# Short exercise
From the records below, pull out every line containing the string "calm", matching case exactly, and copy each such line.

# Excerpted data
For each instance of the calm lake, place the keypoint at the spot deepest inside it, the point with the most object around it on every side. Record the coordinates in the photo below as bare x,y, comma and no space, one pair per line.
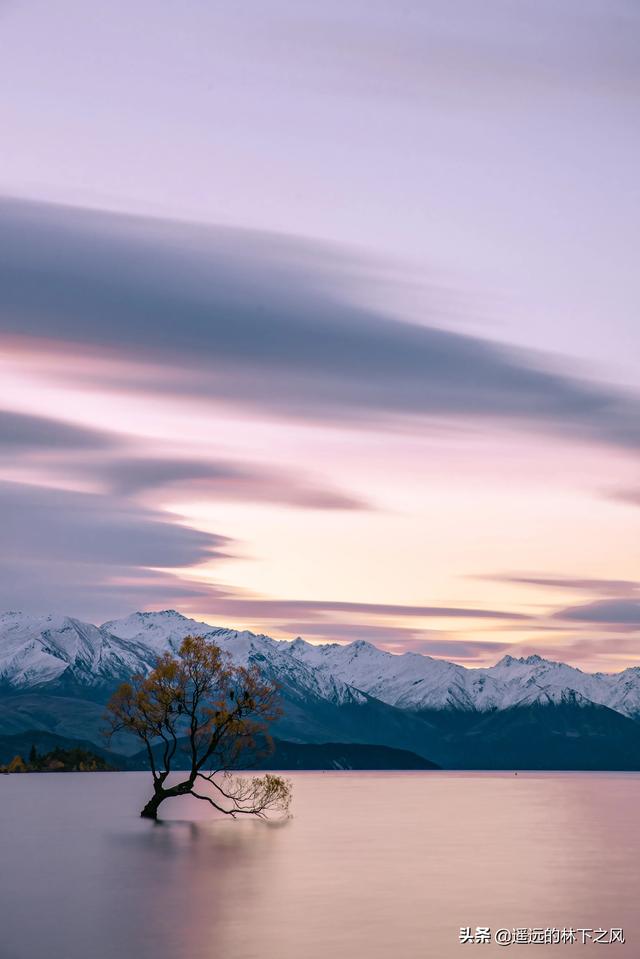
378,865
--
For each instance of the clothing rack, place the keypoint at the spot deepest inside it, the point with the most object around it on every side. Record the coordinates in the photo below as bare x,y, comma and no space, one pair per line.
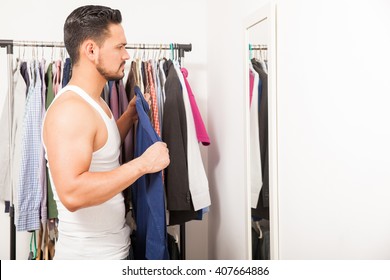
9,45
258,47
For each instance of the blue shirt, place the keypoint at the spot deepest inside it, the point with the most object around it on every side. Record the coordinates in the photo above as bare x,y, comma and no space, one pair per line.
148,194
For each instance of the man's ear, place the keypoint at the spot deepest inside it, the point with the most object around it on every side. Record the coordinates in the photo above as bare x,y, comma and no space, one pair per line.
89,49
--
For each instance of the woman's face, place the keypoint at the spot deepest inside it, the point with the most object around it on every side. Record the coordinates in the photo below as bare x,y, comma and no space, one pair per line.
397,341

# Result of this task
For each instance of the calm lake, place the keypoint at the spot deepest inside it, the point with the most object around it on every side. Record the coordinates in the photo below as bare x,y, comma and no space, one pair per line.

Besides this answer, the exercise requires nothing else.